GIVEN DATA.
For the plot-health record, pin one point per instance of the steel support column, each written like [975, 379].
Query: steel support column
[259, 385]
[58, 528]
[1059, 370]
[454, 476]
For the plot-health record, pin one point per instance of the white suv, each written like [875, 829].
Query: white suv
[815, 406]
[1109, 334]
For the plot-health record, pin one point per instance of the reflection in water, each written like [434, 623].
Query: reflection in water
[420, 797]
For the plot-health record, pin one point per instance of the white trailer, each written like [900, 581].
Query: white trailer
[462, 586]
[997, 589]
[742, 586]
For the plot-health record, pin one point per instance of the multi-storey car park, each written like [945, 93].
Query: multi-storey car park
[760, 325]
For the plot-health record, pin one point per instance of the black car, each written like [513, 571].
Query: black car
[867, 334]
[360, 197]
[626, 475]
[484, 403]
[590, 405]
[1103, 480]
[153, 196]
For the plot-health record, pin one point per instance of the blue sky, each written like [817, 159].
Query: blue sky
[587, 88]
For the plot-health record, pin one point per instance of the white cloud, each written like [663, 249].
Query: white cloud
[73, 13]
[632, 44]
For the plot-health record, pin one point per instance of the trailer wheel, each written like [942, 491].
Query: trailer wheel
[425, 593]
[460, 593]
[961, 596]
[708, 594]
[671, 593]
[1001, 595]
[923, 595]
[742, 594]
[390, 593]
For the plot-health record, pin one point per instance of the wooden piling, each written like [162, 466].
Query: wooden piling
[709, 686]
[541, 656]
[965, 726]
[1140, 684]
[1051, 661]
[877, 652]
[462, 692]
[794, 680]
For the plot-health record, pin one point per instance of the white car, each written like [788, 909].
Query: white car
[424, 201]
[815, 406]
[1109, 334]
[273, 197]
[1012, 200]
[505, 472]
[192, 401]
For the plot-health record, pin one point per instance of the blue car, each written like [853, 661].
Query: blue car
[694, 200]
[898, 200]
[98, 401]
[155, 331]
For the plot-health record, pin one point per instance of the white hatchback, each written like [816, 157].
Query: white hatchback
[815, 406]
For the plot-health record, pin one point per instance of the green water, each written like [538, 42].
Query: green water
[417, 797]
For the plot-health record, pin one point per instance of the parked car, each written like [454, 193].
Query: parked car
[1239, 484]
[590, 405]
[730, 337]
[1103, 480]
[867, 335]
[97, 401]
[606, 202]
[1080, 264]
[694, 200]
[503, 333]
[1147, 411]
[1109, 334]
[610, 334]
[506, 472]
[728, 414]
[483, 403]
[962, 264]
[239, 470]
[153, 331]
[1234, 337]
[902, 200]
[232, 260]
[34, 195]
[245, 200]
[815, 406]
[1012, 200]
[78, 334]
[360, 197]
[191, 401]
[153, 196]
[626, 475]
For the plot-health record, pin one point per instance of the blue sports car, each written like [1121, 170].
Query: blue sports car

TO DO. Only the lines above from the one with "Query: white trailer" up to and including the one with "like [538, 42]." should be repeated, exactly as written.

FINISHED EXERCISE.
Query: white trailer
[462, 586]
[997, 589]
[742, 586]
For the plot-health record, pin one point per instance of the multi-storey car park, each written like [945, 93].
Query: multi-storey car park
[760, 325]
For the plot-health record, pin one point per instance of the black car, each written like [513, 571].
Query: black car
[867, 334]
[360, 197]
[626, 475]
[484, 403]
[590, 405]
[1103, 480]
[153, 196]
For the plot-health record, pin one point per instance of the blue sky, each written like [817, 159].
Query: blue sky
[587, 88]
For the plot-health record, pin one point per instance of the white cloud, each written like [663, 249].
Query: white cloud
[73, 13]
[632, 44]
For the plot-health record, pin one point per instance of the trailer wheel, each written like [942, 491].
Query: trailer wheel
[425, 593]
[460, 593]
[961, 596]
[708, 594]
[671, 593]
[1001, 595]
[923, 595]
[742, 594]
[390, 593]
For the plot-health record, pin one point per instance of the wooden piling, each written like [162, 466].
Query: wooden piling
[709, 686]
[541, 656]
[965, 726]
[1140, 684]
[1051, 661]
[877, 652]
[462, 692]
[794, 680]
For the plot-health record, pin one point per instance of the white car, each written like [788, 909].
Query: white car
[424, 201]
[815, 406]
[1109, 334]
[273, 197]
[1012, 200]
[505, 472]
[192, 401]
For the plot-health record, pin one point per instance of the blue car, each written like [853, 661].
Query: blue car
[694, 200]
[898, 200]
[98, 401]
[155, 331]
For the plot-health record, pin one point per instance of the white hatchback, each written like [816, 157].
Query: white hatchback
[815, 406]
For the plot-health record, pin one point per instance of the green water, each written like [538, 42].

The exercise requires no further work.